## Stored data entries
◆ ◆ ◆ ◆ ◆ ◆ ◆
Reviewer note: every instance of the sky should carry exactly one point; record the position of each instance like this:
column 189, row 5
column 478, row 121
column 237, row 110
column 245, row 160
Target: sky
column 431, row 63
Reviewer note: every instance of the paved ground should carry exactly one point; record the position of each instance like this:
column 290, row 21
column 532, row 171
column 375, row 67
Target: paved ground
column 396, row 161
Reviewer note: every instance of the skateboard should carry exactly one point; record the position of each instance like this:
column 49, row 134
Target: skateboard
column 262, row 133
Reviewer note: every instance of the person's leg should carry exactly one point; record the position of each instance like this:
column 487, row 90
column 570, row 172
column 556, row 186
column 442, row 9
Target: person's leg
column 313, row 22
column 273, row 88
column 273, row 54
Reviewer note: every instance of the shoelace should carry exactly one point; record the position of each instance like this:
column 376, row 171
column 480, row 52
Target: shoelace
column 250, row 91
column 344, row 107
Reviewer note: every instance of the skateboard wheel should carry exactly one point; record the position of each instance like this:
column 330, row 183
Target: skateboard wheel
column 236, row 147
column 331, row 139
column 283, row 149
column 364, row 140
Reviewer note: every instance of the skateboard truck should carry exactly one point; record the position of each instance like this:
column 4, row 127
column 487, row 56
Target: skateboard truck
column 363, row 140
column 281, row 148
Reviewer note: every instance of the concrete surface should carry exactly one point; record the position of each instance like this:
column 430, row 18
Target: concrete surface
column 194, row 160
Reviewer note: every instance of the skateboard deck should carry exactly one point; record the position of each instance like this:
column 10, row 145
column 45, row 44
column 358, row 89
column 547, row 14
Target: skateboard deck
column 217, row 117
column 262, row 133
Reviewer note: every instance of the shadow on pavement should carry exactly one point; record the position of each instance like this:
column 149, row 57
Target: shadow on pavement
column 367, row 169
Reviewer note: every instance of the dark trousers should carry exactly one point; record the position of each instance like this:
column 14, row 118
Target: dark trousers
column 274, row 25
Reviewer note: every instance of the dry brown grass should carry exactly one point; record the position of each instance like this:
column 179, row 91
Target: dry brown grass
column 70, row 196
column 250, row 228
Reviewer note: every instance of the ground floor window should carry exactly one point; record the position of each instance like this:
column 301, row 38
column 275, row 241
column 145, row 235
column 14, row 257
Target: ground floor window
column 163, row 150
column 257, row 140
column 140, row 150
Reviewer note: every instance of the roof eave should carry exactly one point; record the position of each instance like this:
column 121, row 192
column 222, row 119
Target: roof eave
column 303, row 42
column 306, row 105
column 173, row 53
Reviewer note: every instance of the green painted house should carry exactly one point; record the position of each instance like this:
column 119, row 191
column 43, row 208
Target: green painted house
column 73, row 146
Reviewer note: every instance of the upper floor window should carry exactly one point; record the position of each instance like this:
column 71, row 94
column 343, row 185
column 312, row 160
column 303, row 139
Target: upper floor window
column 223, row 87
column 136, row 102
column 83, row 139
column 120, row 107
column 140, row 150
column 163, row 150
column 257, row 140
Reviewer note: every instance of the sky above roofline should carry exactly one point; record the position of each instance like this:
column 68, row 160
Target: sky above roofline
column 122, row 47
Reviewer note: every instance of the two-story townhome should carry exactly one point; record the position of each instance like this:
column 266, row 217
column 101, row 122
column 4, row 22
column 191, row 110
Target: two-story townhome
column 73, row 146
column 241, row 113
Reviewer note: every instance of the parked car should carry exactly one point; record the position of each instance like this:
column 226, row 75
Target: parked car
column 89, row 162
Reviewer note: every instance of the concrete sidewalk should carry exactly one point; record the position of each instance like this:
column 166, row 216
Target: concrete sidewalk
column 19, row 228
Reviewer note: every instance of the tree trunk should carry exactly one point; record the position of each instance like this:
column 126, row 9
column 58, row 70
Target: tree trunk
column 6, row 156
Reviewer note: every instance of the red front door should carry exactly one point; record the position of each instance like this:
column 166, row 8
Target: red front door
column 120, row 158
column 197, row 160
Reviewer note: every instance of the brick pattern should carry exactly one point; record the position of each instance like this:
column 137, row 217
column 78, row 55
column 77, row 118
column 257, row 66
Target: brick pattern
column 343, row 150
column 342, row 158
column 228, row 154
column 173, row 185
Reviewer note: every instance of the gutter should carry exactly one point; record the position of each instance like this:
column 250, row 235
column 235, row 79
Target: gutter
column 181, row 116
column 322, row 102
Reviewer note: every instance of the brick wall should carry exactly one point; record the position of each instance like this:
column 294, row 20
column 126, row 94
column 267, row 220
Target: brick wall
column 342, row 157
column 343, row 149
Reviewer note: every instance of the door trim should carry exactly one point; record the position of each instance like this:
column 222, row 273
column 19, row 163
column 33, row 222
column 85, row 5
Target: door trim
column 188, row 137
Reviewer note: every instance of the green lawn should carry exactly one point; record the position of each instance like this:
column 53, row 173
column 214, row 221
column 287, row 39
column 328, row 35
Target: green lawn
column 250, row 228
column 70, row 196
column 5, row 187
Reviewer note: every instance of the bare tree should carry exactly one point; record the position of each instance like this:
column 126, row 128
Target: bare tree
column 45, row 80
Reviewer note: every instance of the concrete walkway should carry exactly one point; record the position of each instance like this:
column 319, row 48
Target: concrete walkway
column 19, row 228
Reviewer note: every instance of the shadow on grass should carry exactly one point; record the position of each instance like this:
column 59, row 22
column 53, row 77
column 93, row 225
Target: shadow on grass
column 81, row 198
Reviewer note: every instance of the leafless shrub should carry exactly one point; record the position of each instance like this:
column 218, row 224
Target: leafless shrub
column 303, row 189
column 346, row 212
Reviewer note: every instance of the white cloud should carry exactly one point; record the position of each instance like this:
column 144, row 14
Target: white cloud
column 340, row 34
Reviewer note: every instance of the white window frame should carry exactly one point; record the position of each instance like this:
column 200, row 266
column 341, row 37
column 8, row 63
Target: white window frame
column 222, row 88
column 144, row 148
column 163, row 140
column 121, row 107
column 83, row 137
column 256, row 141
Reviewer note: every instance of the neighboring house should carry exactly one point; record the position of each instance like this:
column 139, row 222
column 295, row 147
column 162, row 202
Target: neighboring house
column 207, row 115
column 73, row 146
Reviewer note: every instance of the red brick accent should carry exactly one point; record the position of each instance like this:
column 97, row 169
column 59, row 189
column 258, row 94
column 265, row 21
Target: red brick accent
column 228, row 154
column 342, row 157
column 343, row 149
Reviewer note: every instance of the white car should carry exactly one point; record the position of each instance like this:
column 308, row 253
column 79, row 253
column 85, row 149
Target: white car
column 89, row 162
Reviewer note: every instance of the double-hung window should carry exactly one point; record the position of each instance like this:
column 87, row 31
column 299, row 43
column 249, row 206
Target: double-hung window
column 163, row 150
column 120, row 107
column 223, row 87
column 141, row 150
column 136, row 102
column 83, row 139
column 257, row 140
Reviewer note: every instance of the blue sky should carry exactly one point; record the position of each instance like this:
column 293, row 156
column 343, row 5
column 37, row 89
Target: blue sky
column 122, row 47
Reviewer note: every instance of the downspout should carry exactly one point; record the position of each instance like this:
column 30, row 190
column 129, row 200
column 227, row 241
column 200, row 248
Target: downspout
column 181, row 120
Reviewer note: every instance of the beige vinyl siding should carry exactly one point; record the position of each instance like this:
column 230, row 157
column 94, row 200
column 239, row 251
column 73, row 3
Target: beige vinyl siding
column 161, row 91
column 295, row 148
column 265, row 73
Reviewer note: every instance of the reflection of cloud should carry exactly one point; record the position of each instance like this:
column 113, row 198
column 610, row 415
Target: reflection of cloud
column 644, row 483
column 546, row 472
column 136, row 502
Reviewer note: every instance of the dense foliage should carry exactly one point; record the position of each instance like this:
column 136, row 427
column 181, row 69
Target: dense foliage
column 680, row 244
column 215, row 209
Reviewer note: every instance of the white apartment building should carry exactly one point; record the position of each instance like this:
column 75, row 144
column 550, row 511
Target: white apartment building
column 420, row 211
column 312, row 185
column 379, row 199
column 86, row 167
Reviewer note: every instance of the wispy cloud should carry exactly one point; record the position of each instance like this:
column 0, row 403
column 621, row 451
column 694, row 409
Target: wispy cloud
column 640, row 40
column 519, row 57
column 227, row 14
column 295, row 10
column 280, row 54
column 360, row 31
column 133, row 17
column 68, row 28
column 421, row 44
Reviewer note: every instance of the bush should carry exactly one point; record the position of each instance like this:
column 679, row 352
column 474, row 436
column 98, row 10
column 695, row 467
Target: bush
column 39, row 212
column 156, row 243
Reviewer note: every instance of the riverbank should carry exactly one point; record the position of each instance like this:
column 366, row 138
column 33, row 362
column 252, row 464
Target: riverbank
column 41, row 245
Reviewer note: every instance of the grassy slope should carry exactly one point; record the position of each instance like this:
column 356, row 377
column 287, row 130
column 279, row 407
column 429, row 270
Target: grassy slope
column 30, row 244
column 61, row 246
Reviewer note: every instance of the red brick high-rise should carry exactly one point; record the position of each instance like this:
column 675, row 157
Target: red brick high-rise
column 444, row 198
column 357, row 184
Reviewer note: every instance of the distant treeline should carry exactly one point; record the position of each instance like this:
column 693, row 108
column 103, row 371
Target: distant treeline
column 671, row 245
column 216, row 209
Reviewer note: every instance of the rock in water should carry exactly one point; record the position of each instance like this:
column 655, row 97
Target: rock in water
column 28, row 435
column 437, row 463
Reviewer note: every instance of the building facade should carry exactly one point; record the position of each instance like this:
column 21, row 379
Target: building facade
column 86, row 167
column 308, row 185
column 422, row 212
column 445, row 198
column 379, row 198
◆ ◆ ◆ ◆ ◆ ◆ ◆
## PROBLEM TO SOLVE
Give back the records above exactly, limited to the lines between the one holding "column 137, row 217" and the one holding "column 328, row 35", inclusive.

## ANSWER SPACE
column 137, row 217
column 78, row 55
column 77, row 118
column 257, row 66
Target: brick pattern
column 343, row 150
column 342, row 158
column 228, row 154
column 173, row 185
Reviewer note: every instance of the gutter should carry exactly one point; record the position of each instance like this:
column 250, row 235
column 235, row 79
Target: gutter
column 181, row 116
column 322, row 102
Reviewer note: every instance of the brick wall should carry exactly one point; record the position of each instance like this:
column 294, row 20
column 126, row 94
column 267, row 220
Target: brick wall
column 342, row 157
column 343, row 149
Reviewer note: every instance of the door trim should carry exactly one point; record the position of each instance like this:
column 222, row 273
column 19, row 163
column 33, row 222
column 85, row 5
Target: door trim
column 188, row 137
Reviewer note: every instance of the green lawn should carry exactly one point; record the position of each instance like this:
column 53, row 173
column 214, row 221
column 287, row 39
column 328, row 35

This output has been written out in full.